> _WHAT TO DO_
Restating the data word for word is all that is required.

> _AVAILABLE DATA_
*** Block opens ***

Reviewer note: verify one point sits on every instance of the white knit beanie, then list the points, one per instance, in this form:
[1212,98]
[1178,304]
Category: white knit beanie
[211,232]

*** Block closes ***

> _WRITTEN RESPONSE_
Reviewer note: verify one point sits on every instance of the white knit beanie, then list the points, one per instance, in this form:
[1212,98]
[1178,304]
Category: white knit beanie
[211,232]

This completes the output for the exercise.